Текст для разбора:
+---+

Белое движение. Исторические портреты (сборник) — страница 228 из 300

Как и при эвакуации частей Русской Армии из Крыма, во время эвакуации Приморья командованию Белой Армии удалось спасти от наступающих большевиков не только воинские части, но и гражданских беженцев, не пожелавших оставаться в оккупированной стране. При этом эвакуация, проведенная кораблями и судами Сибирской флотилии, проходила в несравненно более трудных условиях, нежели на Юге России, и своим успешным завершением она обязана именно отваге русских моряков и, прежде всего, Командующего флотилией.

* * *

Американские власти предлагали Старку переехать в США, но он выбрал местом своего жительства Париж. В 1925 году во Францию перебрались и дети Георгия Карловича. Как вспоминал его сын, «отец, не найдя ничего подходящего, решил, как и многие безработные русские, стать шофером такси. Но для этого нужно было сдать четыре экзамена: вождение автомобиля, знание улиц Парижа, умение самостоятельно отремонтировать автомобиль и “высший пилотаж” – классное вождение. Я и мой двоюродный брат Александр, сын Развозова, экзаменовали его на знание улиц столицы Франции». За рулем такси Георгий Карлович проработал двадцать лет. Во время Второй мировой войны он потерял работу из-за отказа сотрудничать с германскими оккупационными властями.

+---+

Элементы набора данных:
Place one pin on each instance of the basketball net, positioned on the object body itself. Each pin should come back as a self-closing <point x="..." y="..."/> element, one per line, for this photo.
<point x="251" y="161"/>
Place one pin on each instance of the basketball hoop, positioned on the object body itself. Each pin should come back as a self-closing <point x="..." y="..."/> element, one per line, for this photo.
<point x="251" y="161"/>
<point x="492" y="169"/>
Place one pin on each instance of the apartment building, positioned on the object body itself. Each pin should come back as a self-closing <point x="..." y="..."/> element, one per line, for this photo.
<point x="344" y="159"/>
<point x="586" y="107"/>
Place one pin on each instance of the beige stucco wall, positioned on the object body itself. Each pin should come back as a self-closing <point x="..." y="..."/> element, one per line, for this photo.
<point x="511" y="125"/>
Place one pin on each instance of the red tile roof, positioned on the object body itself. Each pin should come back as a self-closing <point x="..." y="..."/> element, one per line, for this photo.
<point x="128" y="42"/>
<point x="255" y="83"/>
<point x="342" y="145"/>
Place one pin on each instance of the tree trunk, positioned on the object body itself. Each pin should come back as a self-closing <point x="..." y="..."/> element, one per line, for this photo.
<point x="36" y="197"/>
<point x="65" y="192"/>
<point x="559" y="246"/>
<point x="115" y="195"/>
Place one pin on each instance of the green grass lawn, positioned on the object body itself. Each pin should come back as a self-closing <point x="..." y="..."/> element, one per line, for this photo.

+---+

Задания:
A) Процитируйте из текста для разбора фрагмент от слов «Как и при эвакуации» до слов «всего, Командующего флотилией.» включительно.
B) Какие экзамены, согласно тексту для разбора, нужно было сдать, чтобы стать шофером такси? Перечислите все.

Ответы:
A)
Как и при эвакуации частей Русской Армии из Крыма, во время эвакуации Приморья командованию Белой Армии удалось спасти от наступающих большевиков не только воинские части, но и гражданских беженцев, не пожелавших оставаться в оккупированной стране. При этом эвакуация, проведенная кораблями и судами Сибирской флотилии, проходила в несравненно более трудных условиях, нежели на Юге России, и своим успешным завершением она обязана именно отваге русских моряков и, прежде всего, Командующего флотилией.

B)
- вождение автомобиля
- знание улиц Парижа
- умение самостоятельно отремонтировать автомобиль
- «высший пилотаж» – классное вождение